-- Problem statement --
Type the records out again in full, exactly.

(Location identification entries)
↓
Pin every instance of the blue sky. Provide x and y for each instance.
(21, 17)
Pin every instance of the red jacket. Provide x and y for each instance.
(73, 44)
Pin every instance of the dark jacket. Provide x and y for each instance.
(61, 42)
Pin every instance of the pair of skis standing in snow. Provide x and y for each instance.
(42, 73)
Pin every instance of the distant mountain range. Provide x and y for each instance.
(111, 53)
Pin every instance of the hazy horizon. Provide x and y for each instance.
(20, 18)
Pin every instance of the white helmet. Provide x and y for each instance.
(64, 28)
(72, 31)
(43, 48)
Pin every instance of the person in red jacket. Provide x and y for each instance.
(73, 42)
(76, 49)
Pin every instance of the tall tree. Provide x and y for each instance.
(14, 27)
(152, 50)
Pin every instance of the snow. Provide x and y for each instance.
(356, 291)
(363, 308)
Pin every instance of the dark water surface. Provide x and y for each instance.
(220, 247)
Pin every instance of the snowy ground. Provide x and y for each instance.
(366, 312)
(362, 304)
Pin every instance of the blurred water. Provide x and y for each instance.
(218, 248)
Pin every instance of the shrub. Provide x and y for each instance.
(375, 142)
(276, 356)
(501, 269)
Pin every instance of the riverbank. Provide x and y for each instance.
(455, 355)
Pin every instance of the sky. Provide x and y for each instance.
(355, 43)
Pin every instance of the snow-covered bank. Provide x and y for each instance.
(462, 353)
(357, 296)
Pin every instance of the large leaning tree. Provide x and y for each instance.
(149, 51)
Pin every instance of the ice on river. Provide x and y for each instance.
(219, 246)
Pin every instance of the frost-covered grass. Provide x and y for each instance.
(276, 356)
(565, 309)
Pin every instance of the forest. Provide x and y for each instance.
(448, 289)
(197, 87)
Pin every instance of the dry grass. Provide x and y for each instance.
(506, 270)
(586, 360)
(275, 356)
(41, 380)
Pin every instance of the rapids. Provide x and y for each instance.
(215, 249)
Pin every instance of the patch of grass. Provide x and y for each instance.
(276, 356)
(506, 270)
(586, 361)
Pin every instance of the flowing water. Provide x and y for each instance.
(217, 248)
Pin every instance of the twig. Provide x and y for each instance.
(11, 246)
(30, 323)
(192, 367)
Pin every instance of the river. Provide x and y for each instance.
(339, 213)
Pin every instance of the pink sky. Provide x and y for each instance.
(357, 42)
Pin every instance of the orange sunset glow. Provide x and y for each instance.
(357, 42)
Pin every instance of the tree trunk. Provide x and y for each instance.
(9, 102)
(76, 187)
↑
-- Solved problem --
Pin every instance of the blue sky. Provide x and y for each instance.
(21, 17)
Pin every instance of the red jacket. Provide x and y for each instance.
(73, 44)
Pin every instance of the dark jacket. Provide x and y for each instance.
(61, 42)
Pin every instance of the pair of skis standing in snow. Provide x and y for each instance.
(42, 73)
Pin every instance of the distant mountain range. Provide x and y for each instance.
(111, 53)
Pin every instance of the hazy horizon. Provide x and y for each instance.
(20, 18)
Pin every instance of the white helmet. Provide x and y for each instance.
(64, 28)
(72, 31)
(43, 48)
Pin every instance of the person in red jacket. Provide x and y for each instance.
(73, 42)
(76, 49)
Pin every instance of the tall tree. Provide x and y for each instance.
(14, 27)
(152, 50)
Pin every instance of the snow. Provide x and y for each instance.
(356, 291)
(363, 308)
Pin every instance of the dark water surface. Provide x and y for each instance.
(220, 247)
Pin every instance of the snowy ground. Provide x and y for each instance.
(366, 312)
(362, 304)
Pin every instance of the blurred water. Provide x and y for each instance.
(218, 248)
Pin every instance of the shrub. Provide x and y for each instance.
(375, 142)
(276, 356)
(501, 269)
Pin every instance of the riverbank. Provide x and y for each instance.
(455, 355)
Pin every instance of the sky. Provide x and y for each instance.
(355, 43)
Pin every instance of the snow-covered bank. Provide x and y for each instance.
(462, 353)
(357, 296)
Pin every instance of the large leaning tree. Provide x and y for each instance.
(149, 51)
Pin every instance of the ice on river. Provide x and y for each instance.
(219, 246)
Pin every instance of the frost-covered grass. Provide x and y for each instance.
(276, 356)
(565, 309)
Pin every instance of the forest. Provide x and y for each instance.
(448, 289)
(197, 87)
Pin every instance of the dry grass. Provide x and y for each instance.
(506, 270)
(586, 360)
(275, 356)
(41, 380)
Pin every instance of the rapids. Provide x and y for each instance.
(215, 249)
Pin every instance of the patch of grass. Provide x and y for each instance.
(276, 356)
(506, 270)
(586, 361)
Pin every instance of the flowing water. Provide x and y for each instance.
(217, 248)
Pin every instance of the twig. Provide x and y for each instance.
(11, 246)
(30, 323)
(192, 367)
Pin every instance of the river. Provide x and y for each instance.
(339, 213)
Pin every instance of the pink sky. Provide x and y for each instance.
(357, 42)
Pin every instance of the orange sunset glow. Provide x and y for each instance.
(357, 42)
Pin every instance of the tree trunk. Provide x and y for each instance.
(9, 102)
(76, 187)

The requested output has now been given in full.